(Source records)
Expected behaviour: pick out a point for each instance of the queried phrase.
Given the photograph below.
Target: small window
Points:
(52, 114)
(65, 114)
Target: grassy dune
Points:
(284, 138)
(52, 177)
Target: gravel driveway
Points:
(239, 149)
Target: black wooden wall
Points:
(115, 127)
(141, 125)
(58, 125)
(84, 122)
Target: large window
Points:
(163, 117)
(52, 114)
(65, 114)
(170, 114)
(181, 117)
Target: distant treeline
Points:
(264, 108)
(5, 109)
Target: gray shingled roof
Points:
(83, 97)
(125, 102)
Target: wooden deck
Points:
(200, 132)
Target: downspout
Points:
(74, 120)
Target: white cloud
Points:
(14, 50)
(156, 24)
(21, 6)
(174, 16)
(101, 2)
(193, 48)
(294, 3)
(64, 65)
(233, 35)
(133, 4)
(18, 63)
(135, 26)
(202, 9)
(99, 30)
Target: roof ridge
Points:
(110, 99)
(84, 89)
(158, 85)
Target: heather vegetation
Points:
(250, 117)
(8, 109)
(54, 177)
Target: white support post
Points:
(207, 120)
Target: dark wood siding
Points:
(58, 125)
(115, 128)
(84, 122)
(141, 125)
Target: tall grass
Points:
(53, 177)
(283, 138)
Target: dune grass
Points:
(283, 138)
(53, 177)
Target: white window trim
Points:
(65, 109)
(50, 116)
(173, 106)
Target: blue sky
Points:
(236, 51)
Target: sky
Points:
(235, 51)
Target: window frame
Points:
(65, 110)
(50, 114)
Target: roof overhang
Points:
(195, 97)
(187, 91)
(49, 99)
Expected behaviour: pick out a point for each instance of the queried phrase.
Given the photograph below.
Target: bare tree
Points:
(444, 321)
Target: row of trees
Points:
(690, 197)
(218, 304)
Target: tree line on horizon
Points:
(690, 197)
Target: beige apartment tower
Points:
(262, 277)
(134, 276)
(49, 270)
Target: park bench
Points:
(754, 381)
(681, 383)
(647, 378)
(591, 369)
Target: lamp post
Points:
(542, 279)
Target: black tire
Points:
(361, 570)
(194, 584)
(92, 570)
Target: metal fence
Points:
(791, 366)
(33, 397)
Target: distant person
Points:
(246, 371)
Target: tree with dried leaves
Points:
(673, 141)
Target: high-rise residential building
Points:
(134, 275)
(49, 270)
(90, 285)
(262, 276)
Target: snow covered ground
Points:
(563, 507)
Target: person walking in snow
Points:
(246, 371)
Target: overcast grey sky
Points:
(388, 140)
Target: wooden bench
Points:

■ **What the task asks**: Output only the number of lines in the data above that include the word "dune".

■ **Solution**: 2